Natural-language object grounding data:

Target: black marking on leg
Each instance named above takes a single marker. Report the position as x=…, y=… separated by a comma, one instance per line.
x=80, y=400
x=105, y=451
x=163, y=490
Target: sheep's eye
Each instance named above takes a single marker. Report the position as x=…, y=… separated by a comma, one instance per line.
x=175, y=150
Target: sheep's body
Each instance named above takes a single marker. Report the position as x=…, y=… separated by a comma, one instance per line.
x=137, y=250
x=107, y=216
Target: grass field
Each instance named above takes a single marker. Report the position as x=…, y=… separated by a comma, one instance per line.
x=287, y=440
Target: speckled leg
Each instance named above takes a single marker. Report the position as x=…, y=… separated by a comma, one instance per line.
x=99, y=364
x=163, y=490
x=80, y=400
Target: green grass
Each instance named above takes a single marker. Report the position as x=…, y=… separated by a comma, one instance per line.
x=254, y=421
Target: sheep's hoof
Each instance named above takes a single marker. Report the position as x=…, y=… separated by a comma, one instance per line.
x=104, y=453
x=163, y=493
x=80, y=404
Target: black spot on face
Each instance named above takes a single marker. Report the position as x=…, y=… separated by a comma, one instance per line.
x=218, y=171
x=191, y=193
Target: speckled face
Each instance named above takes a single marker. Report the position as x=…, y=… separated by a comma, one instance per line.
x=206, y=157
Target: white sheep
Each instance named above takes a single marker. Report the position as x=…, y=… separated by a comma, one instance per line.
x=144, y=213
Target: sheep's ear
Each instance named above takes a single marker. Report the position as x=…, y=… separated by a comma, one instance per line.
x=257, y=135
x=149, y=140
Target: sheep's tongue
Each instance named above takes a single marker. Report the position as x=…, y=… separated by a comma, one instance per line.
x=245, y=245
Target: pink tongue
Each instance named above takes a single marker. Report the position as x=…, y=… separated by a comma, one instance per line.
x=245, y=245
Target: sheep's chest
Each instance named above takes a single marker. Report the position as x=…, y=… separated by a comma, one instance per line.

▶ **GOAL OF THE EXERCISE**: Please reproduce exactly the lines above, beginning with the first and ending with the line that contains "Target: speckled leg", and include nothing outside that range.

▶ **WRITTEN REPLY**:
Target: black marking on leg
Each instance named above takes a single marker. Report the position as x=…, y=… separated by a comma, one instance per line.
x=80, y=400
x=105, y=451
x=163, y=490
Target: sheep's eye
Each instance named above takes a single marker. Report the position as x=…, y=… separated by a comma, one instance per line.
x=175, y=150
Target: sheep's body
Each instance named above takes a single marker. Report the position as x=…, y=… separated by a comma, one instance per line.
x=137, y=250
x=107, y=216
Target: grass field
Each instance named above takes a single marker. Report the position as x=…, y=… separated by a comma, one instance per line.
x=287, y=440
Target: speckled leg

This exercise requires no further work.